***** TEXT SECTION *****

Robin Skelton died last August at the age of 72. He was the preeminent poet of British Columbia, yet he was little known to readers on this side of the border. (The cultural border between the U.S. and Canada is unfortunately only semipermeable: our books and art flood Canadian society, but Canadian work reaches us only with difficulty.)

Skelton was born in Yorkshire, England in 1925, a place he described as having no customs, just habits and "tricks of the slow tongue." He earned his bachelor's and master's degrees at Leeds University, and fought with the Royal Air Force in India and Ceylon during World War II. After the war he began his teaching career at Manchester University, but followed his uncle's example and emigrated to British Columbia in 1963. There he founded the Creative Writing Program at the University of Victoria and influenced over a generation of British Columbian poets. In 1967 Skelton also co-founded The Malahat Review, which has become one of Canada's leading literary journals.

Between 1955 and 1996 Skelton published approximately 40 books of excellent poetry. In the early and middle periods of his writing Skelton's poems were like rain: they were fertile, steady, pure, and looked to the ground. You entered his poems at the mid-point of a rain storm, not at the beginning or the end. There was no rage or lightning, nor were there any miraculous clearings or sunrises.

For example, in "Letter to an Irish Poet," a great poem from his 1962 collection The Dark Window, Skelton sketches portraits of three men from his hometown who in various and ominous ways influenced his boyhood. Skelton's attention is on each man, and he brings each to life:

"George, wordless, knew the weather's way,
taking his beasts to grass
shirt-sleeves or coated before the day
knew its own mind; sun, wind, or rain
assured by how his body was"

In his poems Skelton chose not to draw conclusions. He didn't tell the reader what to think or feel. He did not want to make his meaning clear:

"because no meaning
ever is. I'd rather
have at least a
part of it obscure
and put an ambiguity
here or there--"
- from "Making it Difficult" in Popping Fuchsias

Skelton's palate was like the painter Georges Braque's: brown, gray, and black. The old poetic certainties of beauty and truth did not hold for him. He felt that those certainties could only be mouthed now by hungry ghosts. Instead he sought to describe in detail the unsympathetic, the average, and that which was not beautiful. His were dry oracles and a chilling wisdom. He was antiromantic, as were many English poets of his generation, such as Philip Larkin and Ted Hughes. He acknowledged the necessity of pretense in life, especially in matters of love. And he was ruthlessly observant and ready to laugh at himself in his regular self-portraits. As a poet he saw himself as a toad, a "mud nightingale," and "the loudest frog in a swamp / where there are no rains."

***** SOURCE DATA *****

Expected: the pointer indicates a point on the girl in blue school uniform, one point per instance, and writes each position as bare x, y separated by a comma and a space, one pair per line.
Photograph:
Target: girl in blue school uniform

*****

GIVEN REQUEST 1. According to the Robin Skelton text, which literary journal did Skelton co-found in 1967?
GIVEN REQUEST 2. Resume the text about Robin Skelton from the point where it stops.
The data has nothing to do with the Robin Skelton text.

FINAL RESULT 1. The Malahat Review.

FINAL RESULT 2.
But in 1992, with the publication of Popping Fuchsias, Skelton began to reinvent himself through an extended exploration of formal verse forms. He had always been ready to use rhyme and meter, and had created many excellent ballads, especially his sexy tributes to the muse. However now he began concentrating on writing in traditional forms that he had regularly taught to his students but not yet used in his own verse. Popping Fuchsias and The Edge of Time are filled with sestinas, madrigals, curtal quatrains, sonnets, villanelles, as well as ancient Welsh, Greek, and Indian poetic forms. Skelton even created and named some of his own new forms, such as the "viator" in which the first line of the poem moves through the stanzas to serve as the last line of the last stanza.

As Skelton expected, the traditional forms paradoxically gave his late poems brand new tones and feelings. He ventured into lyrical modes as in the lovely "Apple Tree" written according to the rules of an ancient Welsh form:

"five seeds in a star
that announces we are
beyond near and far
yet of the tree
blessing time's garden
with dropping blossom
teaching the children
eternity."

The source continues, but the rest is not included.